> [EXERCISE]: Retype the tail of the data exactly, starting at the line containing "Locate every instance of the excavator cab" and stopping at the last line.

(Data extracted from a collection)
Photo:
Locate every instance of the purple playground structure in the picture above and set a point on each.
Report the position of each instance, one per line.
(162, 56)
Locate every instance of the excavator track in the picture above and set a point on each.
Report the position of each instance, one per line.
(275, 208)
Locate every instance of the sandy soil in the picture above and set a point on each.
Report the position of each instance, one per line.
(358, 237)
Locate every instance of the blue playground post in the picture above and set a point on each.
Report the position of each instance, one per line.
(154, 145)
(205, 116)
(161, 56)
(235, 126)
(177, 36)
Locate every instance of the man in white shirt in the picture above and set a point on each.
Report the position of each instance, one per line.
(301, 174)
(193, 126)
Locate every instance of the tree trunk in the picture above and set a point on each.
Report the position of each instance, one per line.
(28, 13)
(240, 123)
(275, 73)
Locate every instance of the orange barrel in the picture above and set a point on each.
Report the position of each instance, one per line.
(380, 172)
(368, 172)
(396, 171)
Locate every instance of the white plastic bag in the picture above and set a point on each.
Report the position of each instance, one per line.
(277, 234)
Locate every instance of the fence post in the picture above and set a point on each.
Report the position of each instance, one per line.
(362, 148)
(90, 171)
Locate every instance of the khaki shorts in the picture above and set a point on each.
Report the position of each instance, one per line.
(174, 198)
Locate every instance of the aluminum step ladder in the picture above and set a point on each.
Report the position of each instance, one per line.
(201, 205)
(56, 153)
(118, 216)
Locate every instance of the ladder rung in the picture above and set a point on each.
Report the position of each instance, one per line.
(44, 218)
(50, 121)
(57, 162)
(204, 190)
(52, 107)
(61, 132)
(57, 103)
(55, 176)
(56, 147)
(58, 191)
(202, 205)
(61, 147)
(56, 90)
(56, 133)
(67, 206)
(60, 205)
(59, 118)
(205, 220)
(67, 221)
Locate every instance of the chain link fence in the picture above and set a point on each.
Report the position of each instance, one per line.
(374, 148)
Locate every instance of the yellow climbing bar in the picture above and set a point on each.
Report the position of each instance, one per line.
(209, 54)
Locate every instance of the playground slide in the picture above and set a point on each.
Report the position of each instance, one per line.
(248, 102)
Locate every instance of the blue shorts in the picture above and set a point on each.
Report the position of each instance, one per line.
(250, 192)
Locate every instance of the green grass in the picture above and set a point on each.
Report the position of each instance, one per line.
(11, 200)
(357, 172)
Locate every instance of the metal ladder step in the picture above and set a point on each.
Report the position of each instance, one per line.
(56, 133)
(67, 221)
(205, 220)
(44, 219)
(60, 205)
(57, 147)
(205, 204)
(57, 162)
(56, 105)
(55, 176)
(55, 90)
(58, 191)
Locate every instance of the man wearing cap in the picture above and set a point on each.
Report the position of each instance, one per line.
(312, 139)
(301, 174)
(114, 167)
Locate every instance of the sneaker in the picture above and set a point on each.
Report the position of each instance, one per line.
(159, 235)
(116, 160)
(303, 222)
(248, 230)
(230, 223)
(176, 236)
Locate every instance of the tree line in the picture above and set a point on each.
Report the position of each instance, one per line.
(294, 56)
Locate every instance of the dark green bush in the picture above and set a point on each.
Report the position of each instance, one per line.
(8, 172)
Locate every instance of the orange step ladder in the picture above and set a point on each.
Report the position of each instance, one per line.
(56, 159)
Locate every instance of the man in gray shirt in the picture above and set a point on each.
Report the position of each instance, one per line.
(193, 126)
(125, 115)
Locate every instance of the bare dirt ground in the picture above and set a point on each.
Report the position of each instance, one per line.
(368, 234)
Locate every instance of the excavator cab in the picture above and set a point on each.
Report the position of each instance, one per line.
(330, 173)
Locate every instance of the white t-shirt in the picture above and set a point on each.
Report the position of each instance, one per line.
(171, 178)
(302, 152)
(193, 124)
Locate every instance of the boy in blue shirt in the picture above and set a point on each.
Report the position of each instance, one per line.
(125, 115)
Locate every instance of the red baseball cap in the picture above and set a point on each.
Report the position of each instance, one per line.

> [EXERCISE RESULT]:
Locate every instance of the excavator cab in the picture above and set a point on each.
Report the position of each instance, one per line.
(330, 173)
Locate every instance of the white t-shirt in the picture above and set a point on each.
Report the position of each instance, one per line.
(171, 178)
(302, 152)
(193, 124)
Locate every instance of the boy in blue shirt in the picture above and set a point on each.
Report the position of each instance, one per line.
(125, 115)
Locate every instance of the red baseball cap in the picture above and set a point on each.
Report the position of each instance, one per line.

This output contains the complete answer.